• **Directions for this task**: Could you copy, word for word, only the lines from the one containing "Place one point per instance of the hazy" through the last line of the records below, both included?

Position identification records:
<<<<
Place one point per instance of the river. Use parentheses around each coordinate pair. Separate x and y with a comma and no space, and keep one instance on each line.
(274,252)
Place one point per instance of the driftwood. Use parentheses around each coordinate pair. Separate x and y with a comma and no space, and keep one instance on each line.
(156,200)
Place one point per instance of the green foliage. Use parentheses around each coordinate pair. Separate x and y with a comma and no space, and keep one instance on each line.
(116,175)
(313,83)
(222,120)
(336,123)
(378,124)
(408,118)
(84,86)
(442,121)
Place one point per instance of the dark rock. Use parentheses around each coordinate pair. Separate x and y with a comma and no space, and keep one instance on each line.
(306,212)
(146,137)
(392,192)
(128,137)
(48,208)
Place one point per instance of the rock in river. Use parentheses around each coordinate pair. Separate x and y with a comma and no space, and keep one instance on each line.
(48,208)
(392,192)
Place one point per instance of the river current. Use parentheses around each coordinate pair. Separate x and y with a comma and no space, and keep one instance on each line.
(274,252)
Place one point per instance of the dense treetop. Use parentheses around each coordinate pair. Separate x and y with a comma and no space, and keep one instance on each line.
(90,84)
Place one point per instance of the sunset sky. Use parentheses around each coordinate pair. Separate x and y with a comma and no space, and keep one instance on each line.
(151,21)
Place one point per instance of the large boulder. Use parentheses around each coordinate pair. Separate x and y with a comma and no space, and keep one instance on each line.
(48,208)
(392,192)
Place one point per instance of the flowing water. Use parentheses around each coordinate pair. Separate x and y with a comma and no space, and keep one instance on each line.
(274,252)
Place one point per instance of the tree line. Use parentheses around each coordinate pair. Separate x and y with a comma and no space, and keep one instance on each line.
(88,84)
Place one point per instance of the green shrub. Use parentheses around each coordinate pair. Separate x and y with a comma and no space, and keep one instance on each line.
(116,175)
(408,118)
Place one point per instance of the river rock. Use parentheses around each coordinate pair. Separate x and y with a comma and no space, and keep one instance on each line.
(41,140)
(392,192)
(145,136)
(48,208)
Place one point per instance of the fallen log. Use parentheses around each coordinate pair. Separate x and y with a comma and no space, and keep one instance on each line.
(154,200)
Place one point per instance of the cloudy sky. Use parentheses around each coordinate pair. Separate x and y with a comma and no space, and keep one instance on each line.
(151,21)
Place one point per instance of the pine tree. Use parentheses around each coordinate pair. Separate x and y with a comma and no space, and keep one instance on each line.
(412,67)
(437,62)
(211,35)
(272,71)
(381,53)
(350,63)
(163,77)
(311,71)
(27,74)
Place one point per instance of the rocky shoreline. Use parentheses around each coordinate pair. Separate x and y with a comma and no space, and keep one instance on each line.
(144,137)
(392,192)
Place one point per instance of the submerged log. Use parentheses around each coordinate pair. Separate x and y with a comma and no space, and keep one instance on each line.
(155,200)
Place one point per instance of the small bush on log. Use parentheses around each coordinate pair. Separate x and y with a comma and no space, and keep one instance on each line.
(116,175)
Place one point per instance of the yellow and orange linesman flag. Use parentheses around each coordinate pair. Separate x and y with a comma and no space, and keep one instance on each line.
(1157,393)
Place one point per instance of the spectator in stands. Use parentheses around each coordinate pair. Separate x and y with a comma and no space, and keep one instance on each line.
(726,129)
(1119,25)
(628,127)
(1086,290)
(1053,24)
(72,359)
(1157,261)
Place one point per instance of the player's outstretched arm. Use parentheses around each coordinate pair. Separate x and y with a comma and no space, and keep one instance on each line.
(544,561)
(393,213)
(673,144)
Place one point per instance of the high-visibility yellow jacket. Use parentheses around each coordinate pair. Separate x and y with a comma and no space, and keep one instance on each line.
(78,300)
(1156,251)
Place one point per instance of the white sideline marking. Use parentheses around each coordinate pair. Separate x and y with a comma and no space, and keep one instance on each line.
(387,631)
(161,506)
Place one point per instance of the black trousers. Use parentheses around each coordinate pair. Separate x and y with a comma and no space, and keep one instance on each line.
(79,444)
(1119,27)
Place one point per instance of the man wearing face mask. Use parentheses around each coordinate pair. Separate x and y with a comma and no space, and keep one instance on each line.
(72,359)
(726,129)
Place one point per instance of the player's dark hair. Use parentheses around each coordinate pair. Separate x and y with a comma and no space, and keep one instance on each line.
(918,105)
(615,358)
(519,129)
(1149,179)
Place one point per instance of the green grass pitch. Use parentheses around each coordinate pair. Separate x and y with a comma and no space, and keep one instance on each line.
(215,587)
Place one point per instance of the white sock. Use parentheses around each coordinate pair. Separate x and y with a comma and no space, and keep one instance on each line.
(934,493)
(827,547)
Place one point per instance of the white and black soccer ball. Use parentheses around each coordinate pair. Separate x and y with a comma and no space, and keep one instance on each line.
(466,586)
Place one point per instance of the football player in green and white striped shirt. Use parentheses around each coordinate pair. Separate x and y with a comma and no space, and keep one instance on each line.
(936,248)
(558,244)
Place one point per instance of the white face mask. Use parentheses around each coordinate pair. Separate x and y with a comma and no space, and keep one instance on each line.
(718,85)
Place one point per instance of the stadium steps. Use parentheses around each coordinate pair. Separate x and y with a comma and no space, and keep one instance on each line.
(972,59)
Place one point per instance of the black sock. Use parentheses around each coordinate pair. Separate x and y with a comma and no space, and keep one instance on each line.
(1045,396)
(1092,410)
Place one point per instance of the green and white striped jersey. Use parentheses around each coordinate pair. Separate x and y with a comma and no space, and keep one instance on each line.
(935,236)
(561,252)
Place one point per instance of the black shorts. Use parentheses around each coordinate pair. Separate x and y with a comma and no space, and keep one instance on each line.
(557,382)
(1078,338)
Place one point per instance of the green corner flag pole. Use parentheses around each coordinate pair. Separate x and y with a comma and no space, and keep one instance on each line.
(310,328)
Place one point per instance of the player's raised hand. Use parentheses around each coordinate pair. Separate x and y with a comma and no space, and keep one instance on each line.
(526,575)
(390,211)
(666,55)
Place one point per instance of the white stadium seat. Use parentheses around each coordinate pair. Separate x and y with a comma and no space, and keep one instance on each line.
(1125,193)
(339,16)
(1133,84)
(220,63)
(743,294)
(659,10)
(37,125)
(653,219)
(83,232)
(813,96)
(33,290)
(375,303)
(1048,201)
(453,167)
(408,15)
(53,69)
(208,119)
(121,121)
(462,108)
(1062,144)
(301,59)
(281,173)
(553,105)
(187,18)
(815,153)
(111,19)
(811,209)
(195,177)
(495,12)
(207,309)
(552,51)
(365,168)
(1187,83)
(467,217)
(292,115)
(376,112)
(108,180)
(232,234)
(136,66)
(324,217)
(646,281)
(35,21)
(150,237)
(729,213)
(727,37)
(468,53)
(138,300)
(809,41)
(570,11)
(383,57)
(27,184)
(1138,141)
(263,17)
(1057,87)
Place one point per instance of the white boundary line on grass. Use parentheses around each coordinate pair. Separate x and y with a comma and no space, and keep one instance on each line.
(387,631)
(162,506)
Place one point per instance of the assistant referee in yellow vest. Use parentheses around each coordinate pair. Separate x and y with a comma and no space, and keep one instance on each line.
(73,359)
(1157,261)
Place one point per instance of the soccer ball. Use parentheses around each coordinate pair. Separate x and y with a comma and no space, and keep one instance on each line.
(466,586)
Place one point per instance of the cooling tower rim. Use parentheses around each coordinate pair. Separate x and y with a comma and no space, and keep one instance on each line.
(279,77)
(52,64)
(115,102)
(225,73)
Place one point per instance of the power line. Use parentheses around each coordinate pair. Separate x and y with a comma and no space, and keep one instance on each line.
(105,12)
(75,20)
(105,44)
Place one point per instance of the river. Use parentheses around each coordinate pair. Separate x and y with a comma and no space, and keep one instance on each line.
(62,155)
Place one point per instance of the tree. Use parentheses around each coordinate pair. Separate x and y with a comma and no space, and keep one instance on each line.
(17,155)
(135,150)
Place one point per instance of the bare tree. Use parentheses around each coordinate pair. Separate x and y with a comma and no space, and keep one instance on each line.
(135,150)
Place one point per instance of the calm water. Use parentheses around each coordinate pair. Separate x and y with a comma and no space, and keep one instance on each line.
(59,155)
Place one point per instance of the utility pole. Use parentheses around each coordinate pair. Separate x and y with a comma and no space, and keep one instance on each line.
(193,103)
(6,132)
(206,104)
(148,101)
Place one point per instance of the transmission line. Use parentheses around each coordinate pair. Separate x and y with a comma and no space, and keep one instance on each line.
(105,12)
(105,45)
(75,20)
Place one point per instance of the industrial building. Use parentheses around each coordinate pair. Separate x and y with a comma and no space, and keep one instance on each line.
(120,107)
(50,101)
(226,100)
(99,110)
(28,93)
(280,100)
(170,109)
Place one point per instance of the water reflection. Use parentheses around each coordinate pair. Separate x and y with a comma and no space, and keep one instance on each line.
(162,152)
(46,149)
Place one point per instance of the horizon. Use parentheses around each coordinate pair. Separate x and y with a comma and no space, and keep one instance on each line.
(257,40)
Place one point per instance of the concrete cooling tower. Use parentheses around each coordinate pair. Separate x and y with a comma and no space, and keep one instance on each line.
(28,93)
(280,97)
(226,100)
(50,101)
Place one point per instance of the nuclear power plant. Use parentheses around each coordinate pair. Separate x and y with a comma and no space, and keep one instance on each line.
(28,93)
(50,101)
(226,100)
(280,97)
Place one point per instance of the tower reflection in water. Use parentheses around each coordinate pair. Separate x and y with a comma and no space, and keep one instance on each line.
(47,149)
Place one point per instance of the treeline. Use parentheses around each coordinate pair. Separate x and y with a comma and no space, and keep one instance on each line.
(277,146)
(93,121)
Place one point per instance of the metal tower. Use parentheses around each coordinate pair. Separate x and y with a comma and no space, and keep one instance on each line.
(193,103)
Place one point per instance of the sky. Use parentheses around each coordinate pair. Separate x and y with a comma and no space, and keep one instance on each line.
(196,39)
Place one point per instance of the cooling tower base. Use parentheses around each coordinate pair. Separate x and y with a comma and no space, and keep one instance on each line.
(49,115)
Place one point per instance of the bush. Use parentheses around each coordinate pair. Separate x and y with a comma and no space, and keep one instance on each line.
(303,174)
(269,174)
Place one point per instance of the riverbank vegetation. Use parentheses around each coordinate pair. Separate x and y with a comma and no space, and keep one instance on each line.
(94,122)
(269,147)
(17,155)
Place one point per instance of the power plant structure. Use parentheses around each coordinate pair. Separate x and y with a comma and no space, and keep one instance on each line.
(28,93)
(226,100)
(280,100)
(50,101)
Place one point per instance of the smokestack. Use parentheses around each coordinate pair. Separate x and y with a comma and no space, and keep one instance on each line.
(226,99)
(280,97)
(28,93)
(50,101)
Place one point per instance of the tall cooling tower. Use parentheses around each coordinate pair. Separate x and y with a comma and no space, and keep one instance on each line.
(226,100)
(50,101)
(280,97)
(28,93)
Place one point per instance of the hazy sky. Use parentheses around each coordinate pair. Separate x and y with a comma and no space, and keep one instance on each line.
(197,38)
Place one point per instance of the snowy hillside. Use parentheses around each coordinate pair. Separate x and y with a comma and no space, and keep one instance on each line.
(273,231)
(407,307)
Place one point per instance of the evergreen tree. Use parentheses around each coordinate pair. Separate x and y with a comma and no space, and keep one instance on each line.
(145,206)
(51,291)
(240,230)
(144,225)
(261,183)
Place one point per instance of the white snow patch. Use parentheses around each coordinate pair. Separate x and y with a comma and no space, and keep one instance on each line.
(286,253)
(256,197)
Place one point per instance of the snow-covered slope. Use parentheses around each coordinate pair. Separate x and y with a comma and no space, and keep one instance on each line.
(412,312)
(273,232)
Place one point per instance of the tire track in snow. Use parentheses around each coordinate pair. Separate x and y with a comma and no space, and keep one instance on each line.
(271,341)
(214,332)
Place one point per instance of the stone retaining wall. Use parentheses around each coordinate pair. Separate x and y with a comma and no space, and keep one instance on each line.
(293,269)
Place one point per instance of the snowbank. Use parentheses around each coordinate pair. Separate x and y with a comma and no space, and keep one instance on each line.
>>>>
• **Full response**:
Place one point per instance of the hazy sky. Use parentheses around each coordinate pair. Separate x and y with a comma and no space, and keep one instance on each line.
(197,38)
Place one point per instance of the snowy hillside. Use parentheses around each coordinate pair. Separate x and y with a comma and no space, and keep one instance on each line.
(273,231)
(407,307)
Place one point per instance of the evergreen tree. Use parentheses around each coordinate pair. Separate x and y with a comma and no space, and keep one instance on each line.
(145,206)
(51,291)
(240,230)
(144,225)
(261,183)
Place one point per instance of the white snow patch. Use parentheses around each coordinate pair. Separate x and y with a comma and no space, and keep one instance on each line.
(286,253)
(256,197)
Place one point per instance of the snow-covered slope. Use parentheses around each coordinate pair. Separate x and y with a comma and no space, and keep one instance on each line.
(412,312)
(273,232)
Place one point per instance of the tire track in snow. Use parentheses around each coordinate pair. Separate x and y with a comma and no space, and keep one instance on each line.
(271,341)
(214,332)
Place one point per instance of the stone retaining wall. Use parentheses around each coordinate pair. Separate x and y with a comma and no space, and keep one instance on each line.
(293,269)
Place one point per instance of the snowbank. Use parentheses around each coordinate pair. Separate x and y with a comma and no space, and keep one instance on each line.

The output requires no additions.